*Given passage*:
———

Contributed by Mike Donnell
COMMUNITY BANKS PULLED THEIR WEIGHT DURING PPP APPLICATION PROCESS
Pueblo, Colo. May 12, 2020 — When congress passed and President Trump signed phase one and two of the Coronavirus Aid, Relief and Economic Security Act (CARES Act ) they did so in part based on their faith that the nation’s banking system, including its nearly 2,500 community banks, could navigate the flood of small business loan applications that were certain to follow.
Andrew Trainor’s position on the Independent Bankers of Colorado Board and as Regional President of Legacy Bank’s seven branches throughout the southeastern portion of the state; provided him with a front row seat to watch the application process unfold.
The process was not without its challenges. During phase one banks faced many unknowns in the application and approval process while recognizing that the funds needed to be dispersed to small businesses as quickly as possible.
“Community banks like ours worked as hard as humanly possible to provide funds to small business owners while adapting to ongoing changes in technology and required procedures,” Trainor noted.
The speed with which the coronavirus spread and the similar speed with which the state and federal government reacted created the perfect banking storm according to Trainor.

———

(Dataset entries)
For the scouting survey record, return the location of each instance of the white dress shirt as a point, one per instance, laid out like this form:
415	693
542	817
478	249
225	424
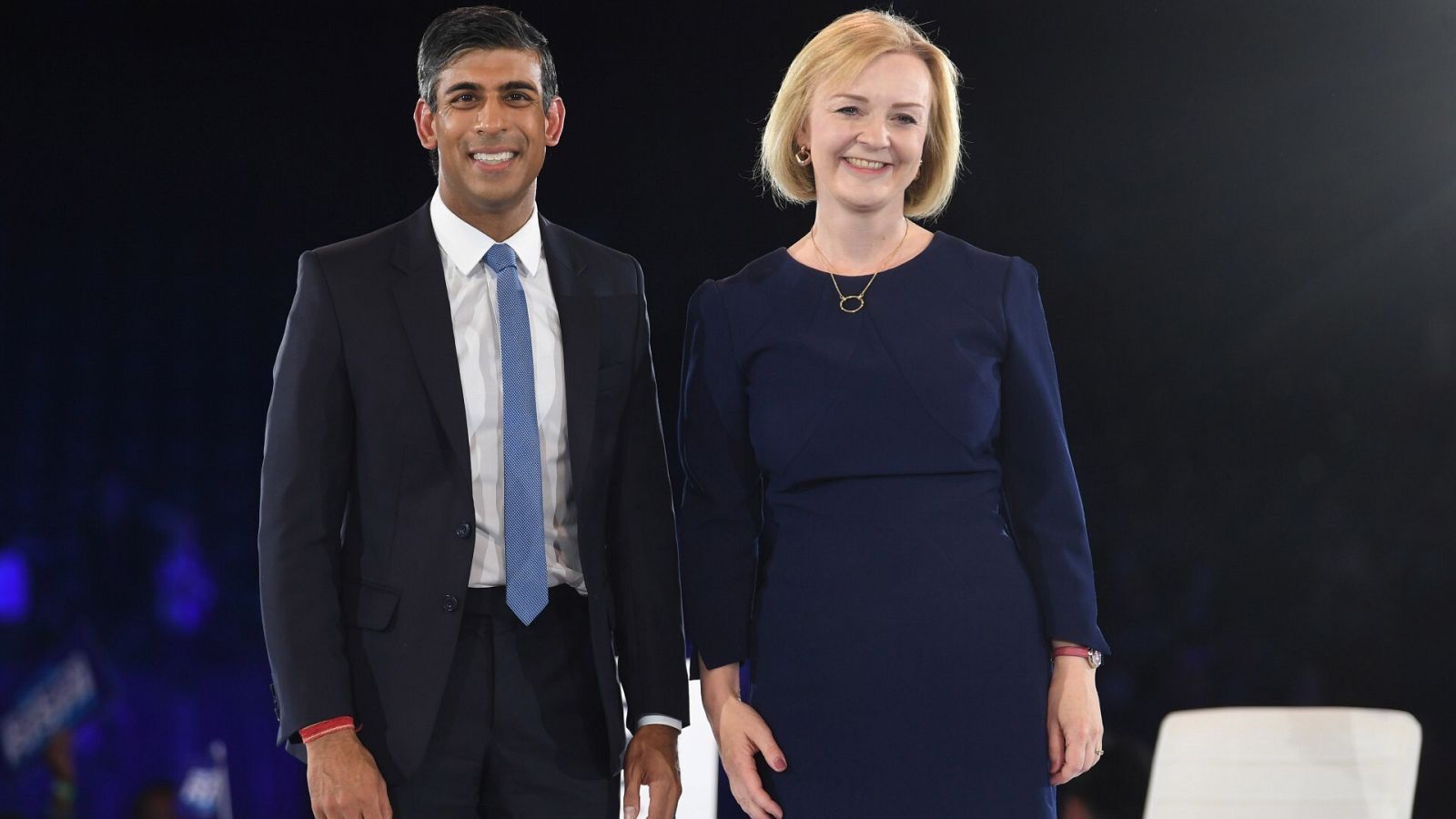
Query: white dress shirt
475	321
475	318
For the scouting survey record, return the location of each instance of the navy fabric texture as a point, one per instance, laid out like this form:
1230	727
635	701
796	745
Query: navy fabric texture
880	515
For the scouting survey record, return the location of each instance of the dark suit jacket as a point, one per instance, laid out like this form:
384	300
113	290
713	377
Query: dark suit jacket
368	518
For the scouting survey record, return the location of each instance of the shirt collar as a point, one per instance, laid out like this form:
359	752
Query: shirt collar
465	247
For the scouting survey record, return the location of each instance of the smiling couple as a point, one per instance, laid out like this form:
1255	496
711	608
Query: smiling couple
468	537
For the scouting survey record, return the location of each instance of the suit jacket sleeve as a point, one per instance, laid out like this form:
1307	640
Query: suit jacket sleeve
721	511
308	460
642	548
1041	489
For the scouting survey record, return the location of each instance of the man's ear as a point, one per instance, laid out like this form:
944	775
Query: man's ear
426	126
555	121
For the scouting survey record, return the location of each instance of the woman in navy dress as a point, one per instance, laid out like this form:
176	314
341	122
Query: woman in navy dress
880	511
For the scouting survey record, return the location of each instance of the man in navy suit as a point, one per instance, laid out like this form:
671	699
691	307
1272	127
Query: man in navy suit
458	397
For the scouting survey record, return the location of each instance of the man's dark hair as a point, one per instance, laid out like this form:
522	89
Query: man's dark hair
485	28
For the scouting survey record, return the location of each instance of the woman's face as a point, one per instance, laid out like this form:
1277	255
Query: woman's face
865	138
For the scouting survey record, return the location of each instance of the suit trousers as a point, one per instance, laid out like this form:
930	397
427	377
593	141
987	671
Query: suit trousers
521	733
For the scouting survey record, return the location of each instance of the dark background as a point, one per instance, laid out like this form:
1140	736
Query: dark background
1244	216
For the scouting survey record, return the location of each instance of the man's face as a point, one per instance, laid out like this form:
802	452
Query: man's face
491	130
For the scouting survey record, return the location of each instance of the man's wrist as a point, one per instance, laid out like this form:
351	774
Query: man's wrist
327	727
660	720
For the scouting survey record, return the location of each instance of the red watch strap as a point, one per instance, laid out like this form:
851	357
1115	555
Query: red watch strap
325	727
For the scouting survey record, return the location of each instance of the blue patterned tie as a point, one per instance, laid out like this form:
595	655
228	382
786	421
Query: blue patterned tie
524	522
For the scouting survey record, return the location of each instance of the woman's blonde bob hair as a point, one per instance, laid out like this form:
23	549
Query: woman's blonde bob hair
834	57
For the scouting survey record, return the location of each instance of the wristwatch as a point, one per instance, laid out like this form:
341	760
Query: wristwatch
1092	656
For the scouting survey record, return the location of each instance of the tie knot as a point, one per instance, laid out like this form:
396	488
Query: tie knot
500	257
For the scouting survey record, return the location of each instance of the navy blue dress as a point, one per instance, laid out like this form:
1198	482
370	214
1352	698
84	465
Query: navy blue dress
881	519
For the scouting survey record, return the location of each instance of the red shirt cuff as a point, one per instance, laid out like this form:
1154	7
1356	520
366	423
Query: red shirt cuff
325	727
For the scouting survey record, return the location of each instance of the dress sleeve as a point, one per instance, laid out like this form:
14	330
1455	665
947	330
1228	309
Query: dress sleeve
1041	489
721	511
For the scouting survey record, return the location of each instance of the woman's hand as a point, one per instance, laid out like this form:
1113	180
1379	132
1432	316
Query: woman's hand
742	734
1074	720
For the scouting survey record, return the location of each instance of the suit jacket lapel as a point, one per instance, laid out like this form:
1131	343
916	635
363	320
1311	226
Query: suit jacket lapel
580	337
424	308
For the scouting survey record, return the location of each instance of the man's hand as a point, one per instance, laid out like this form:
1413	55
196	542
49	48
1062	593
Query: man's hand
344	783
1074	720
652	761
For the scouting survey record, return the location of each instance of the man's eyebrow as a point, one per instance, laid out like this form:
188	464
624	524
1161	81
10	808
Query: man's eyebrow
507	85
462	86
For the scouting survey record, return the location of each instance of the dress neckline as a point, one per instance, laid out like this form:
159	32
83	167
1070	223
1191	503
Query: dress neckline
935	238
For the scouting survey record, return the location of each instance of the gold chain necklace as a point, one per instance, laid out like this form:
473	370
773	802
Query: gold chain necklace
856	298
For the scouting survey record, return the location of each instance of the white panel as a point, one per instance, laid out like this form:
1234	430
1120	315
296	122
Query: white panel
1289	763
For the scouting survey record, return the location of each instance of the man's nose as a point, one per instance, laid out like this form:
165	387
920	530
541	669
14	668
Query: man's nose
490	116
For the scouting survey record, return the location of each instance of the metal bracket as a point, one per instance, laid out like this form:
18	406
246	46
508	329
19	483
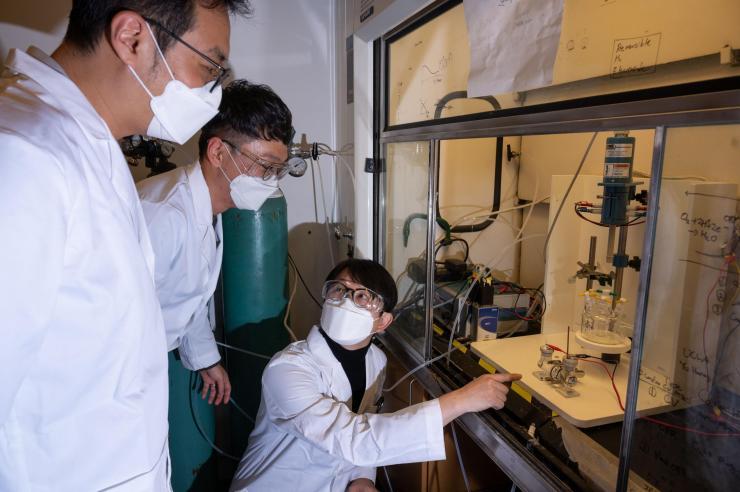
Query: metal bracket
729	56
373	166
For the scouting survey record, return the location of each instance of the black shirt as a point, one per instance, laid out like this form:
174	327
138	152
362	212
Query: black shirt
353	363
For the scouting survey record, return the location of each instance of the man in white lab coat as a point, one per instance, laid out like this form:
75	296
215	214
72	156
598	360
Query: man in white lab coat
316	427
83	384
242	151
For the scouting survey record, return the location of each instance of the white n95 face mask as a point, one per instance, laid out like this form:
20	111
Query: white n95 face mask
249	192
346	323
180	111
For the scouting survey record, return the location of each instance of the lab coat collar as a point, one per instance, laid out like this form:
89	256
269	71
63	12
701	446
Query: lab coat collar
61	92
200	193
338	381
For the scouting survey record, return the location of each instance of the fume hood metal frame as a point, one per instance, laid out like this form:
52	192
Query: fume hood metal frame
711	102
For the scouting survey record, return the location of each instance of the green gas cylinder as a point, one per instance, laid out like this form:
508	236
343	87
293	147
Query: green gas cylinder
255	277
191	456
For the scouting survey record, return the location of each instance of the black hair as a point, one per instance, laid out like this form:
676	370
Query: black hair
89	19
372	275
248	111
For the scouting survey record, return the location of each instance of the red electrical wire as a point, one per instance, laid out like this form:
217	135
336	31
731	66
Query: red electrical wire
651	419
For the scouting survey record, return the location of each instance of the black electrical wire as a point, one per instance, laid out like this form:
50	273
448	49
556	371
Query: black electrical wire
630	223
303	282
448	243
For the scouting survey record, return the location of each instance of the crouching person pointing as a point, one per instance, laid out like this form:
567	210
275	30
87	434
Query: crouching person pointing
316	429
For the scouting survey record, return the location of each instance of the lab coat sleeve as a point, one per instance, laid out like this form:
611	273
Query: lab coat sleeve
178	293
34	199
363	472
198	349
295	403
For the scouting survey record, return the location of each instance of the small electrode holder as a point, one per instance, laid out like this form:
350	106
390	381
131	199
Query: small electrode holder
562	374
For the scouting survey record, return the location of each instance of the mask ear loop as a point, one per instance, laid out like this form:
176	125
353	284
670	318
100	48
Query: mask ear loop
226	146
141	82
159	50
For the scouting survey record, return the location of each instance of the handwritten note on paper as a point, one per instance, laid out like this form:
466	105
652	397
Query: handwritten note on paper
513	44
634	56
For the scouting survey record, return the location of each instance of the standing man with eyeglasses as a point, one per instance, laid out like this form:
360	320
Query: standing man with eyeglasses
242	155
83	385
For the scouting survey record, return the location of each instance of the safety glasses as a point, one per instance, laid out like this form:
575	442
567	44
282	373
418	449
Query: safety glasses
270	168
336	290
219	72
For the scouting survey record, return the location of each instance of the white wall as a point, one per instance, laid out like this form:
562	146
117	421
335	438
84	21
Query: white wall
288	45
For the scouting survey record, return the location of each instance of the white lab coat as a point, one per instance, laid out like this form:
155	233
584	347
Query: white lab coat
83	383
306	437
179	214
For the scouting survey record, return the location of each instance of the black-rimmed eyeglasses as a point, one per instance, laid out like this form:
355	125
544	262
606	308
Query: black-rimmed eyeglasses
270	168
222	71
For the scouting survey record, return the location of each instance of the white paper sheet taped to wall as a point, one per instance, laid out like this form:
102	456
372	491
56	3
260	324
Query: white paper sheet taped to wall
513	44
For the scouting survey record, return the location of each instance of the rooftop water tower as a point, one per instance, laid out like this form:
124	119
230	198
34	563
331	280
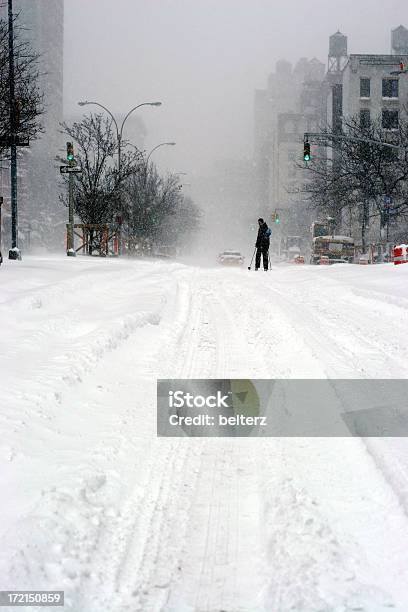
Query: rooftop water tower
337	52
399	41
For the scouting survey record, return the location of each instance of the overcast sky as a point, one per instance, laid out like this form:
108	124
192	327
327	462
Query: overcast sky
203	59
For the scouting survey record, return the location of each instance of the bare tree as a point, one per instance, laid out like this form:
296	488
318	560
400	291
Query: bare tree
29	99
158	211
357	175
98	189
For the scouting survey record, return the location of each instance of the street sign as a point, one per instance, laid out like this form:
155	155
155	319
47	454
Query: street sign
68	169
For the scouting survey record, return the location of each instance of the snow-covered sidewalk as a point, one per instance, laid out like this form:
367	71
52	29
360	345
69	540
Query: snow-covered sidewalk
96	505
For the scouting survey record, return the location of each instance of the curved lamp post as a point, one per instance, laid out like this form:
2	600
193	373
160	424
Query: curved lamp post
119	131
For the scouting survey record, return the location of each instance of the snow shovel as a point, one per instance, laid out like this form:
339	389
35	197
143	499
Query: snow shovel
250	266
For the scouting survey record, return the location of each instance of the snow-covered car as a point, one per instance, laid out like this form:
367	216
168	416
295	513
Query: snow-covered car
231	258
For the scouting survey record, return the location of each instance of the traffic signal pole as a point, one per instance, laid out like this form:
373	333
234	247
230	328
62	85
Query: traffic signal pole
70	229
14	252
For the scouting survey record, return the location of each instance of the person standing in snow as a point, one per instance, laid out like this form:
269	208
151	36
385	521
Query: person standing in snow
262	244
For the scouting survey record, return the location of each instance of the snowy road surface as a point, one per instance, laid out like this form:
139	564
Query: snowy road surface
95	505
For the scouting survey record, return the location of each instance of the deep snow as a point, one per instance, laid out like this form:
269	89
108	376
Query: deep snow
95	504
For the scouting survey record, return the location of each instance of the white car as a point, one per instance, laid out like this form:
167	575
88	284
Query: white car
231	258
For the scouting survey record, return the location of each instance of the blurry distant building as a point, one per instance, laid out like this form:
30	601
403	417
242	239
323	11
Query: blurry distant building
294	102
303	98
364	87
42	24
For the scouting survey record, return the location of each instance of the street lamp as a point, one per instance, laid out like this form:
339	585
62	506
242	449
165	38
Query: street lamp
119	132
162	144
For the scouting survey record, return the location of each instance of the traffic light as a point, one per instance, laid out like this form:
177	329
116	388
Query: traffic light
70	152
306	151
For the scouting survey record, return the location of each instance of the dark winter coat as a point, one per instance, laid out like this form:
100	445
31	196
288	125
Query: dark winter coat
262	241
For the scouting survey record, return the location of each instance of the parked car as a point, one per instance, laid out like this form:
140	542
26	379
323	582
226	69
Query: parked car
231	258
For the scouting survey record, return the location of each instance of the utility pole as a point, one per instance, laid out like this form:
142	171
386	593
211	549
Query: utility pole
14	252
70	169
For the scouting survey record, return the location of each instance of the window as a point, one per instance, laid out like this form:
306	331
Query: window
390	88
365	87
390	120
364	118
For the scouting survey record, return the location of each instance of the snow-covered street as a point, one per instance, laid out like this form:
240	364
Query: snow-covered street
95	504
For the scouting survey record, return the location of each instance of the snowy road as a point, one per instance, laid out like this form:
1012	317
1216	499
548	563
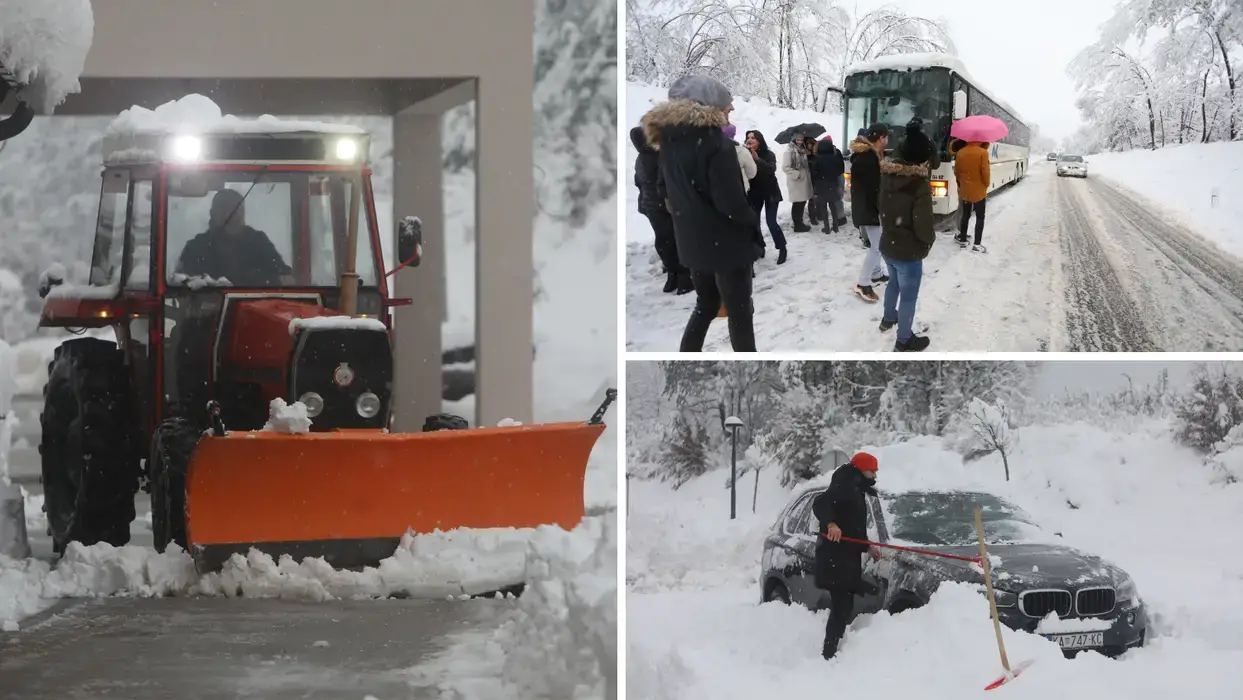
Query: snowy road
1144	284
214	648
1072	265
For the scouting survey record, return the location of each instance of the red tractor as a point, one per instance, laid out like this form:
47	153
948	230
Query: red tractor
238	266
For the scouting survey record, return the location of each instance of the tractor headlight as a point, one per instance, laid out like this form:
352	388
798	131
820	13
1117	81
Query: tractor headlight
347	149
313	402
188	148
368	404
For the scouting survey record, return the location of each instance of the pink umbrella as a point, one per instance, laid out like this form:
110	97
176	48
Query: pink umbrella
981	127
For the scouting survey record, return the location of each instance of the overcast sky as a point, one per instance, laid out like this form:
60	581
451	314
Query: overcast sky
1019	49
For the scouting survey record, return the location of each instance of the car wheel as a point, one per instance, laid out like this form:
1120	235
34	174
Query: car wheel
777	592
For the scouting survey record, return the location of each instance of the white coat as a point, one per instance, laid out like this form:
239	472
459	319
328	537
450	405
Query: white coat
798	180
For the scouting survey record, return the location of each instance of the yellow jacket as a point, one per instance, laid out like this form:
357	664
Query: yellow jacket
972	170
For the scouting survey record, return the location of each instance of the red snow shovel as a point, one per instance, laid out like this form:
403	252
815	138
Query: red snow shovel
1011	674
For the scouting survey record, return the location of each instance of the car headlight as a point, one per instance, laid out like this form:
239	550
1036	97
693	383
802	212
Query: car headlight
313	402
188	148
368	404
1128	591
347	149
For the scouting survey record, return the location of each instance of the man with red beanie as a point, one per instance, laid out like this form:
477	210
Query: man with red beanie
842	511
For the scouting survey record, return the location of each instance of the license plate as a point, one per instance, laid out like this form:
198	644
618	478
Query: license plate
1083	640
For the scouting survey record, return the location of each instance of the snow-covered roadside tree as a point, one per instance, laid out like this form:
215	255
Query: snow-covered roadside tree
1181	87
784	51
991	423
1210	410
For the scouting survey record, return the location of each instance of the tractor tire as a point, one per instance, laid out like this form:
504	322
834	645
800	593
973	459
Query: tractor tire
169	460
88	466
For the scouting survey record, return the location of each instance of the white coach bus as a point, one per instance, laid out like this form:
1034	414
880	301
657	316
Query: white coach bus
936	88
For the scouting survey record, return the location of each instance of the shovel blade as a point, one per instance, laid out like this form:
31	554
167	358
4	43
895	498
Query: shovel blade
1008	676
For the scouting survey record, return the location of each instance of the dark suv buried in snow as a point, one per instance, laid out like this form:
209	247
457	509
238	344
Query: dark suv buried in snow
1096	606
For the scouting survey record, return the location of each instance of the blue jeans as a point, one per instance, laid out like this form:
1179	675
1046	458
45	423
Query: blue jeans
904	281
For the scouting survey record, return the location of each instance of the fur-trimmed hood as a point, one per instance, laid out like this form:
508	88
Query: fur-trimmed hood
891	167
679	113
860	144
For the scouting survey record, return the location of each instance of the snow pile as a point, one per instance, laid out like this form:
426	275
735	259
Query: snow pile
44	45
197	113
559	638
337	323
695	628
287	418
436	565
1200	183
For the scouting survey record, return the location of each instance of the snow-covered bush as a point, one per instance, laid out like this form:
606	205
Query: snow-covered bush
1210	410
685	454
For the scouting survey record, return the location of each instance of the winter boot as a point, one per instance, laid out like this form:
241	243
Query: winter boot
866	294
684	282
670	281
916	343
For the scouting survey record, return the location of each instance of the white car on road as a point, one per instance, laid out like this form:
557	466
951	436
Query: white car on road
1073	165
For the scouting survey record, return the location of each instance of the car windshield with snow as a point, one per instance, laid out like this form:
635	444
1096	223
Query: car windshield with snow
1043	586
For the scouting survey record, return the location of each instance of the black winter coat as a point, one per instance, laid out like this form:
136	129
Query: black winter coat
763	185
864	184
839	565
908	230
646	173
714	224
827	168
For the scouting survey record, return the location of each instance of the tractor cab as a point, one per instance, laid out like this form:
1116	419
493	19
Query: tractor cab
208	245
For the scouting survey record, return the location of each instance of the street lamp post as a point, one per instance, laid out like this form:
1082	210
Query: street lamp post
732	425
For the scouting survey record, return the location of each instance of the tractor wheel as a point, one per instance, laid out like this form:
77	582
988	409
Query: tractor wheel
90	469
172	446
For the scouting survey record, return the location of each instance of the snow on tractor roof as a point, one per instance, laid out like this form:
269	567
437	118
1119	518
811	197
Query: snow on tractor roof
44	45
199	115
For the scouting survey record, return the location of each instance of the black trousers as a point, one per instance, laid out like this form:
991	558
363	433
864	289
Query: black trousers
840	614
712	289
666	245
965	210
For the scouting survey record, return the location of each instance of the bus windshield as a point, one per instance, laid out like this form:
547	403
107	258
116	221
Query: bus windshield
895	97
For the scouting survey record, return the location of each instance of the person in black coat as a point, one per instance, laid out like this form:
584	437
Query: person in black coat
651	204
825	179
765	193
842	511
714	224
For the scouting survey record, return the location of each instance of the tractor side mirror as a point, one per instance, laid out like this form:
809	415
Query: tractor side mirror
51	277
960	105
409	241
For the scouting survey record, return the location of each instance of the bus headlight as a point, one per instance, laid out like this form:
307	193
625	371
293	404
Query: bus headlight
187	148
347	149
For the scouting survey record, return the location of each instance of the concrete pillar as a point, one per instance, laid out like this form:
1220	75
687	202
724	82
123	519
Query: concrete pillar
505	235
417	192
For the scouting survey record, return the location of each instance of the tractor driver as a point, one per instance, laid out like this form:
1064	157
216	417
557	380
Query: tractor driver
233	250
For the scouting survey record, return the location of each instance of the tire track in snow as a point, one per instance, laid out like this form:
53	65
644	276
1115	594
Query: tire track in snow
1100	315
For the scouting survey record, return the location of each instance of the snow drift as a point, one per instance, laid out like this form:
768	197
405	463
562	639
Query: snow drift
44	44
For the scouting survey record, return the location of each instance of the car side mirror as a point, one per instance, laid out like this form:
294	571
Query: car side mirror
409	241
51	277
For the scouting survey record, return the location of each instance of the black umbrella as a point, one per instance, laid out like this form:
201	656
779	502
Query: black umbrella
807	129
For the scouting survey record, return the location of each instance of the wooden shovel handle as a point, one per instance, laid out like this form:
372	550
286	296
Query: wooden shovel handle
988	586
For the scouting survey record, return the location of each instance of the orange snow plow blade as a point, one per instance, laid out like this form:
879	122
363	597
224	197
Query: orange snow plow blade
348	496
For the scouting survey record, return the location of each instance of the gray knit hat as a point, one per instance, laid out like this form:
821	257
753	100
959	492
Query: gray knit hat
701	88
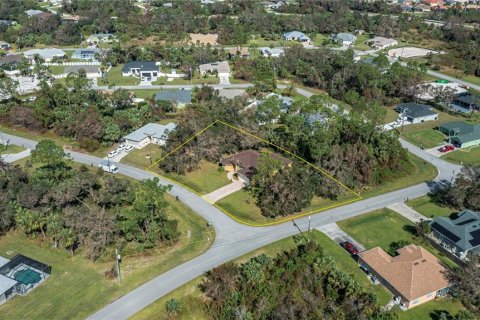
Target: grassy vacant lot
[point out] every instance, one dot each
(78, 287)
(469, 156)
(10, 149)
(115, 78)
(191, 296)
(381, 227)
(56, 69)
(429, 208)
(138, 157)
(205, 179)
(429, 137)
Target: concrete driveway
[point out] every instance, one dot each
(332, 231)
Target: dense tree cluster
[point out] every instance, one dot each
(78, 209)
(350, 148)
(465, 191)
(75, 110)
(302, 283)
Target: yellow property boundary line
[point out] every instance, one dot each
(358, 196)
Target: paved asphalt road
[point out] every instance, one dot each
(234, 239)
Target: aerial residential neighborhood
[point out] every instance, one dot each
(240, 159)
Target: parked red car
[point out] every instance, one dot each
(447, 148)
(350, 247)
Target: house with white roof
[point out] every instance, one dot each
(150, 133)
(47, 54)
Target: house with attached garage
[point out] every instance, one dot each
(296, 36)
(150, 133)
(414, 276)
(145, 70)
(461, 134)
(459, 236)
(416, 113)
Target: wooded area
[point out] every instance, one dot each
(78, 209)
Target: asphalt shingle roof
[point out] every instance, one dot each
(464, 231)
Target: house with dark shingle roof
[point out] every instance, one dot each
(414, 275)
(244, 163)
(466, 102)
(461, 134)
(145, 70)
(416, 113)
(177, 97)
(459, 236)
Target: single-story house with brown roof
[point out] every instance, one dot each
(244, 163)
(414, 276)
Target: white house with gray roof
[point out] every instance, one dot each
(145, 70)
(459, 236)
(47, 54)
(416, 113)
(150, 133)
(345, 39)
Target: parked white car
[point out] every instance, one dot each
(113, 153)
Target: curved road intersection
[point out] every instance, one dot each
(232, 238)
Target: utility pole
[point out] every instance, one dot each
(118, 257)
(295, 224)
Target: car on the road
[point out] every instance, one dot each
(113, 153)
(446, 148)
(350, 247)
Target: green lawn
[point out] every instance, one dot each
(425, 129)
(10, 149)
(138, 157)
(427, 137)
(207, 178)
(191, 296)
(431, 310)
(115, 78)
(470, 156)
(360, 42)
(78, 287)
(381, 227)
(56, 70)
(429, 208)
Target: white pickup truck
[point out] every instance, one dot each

———

*Tasks and exercises*:
1 - For each statement, say yes or no to whether the community banks article supports it, and quote the exact words from the article that settle it. (a) Andrew Trainor is Regional President of seven Legacy Bank branches. (b) The nation's banking system includes nearly 3,000 community banks. (c) During phase one, banks faced few unknowns in the application and approval process.
2 - Duplicate the part of the community banks article starting with "The speed with" and going on through "according to Trainor.".
3 - Pick up the community banks article after its last sentence and keep writing.
The records have nothing to do with any of this.

*Task-by-task answers*:
1 -
(a) Yes: "as Regional President of Legacy Bank’s seven branches throughout the southeastern portion of the state"
(b) No: "including its nearly 2,500 community banks"
(c) No: "During phase one banks faced many unknowns in the application and approval process"

2 -
The speed with which the coronavirus spread and the similar speed with which the state and federal government reacted created the perfect banking storm according to Trainor.

3 -
“First came the federal government‘s business-closing policy followed by the issuance of state-wide stay-at-home orders in Colorado. This created an immediate demand for financial relief among small businesses that were required to close or face the prospect of laying off employees; including many of those, who despite downturned revenue, were considered essential.
Trainor believes community banks met the challenge primarily because local leaders were able to adapt and amend as needed. The adaptation that was required fit the local leadership model community banks operate from.
“According to the Small Business Administration which accepted the applications and guaranteed the loans, Legacy and other Colorado banks processed nearly 42,000 loans with a value of more than $7 billion during phase one of the program and during the second phase, banks in the state processed more than 46,000 applications valued in excess of $3 billion,” he noted.
As a comparison, he pointed out that during the entire 2019 fiscal year the SBA approved a total of 58,000 loans for a total of $28 billion dollars.
Legacy and its branches fit the commonly accepted definition of a community bank which is a commercial bank that derives funds from and lends to the community where it operates. Community banks are not affiliated with multibank holding companies. Nationally, these banks played a major role in providing PPP money to small businesses. For example those with less than $10 billion in assets approved about 60 percent of phase one applications and banks with less than $1 billion in assets, such as Legacy, approved 20 percent. During phase two, banks with assets of less than $10 million handled nearly half of the applications.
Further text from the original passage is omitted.